### What is being asked
Copy every line of the material below, requests included, and raise each coordinate in the answers by 120. Leave the numbers in the requests and their format samples unchanged.

※

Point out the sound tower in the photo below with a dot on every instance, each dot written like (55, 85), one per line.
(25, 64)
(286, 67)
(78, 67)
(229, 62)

※

### Final result
Point out the sound tower in the photo below with a dot on every instance, each dot written like (55, 85), one per line.
(145, 184)
(406, 187)
(198, 187)
(349, 182)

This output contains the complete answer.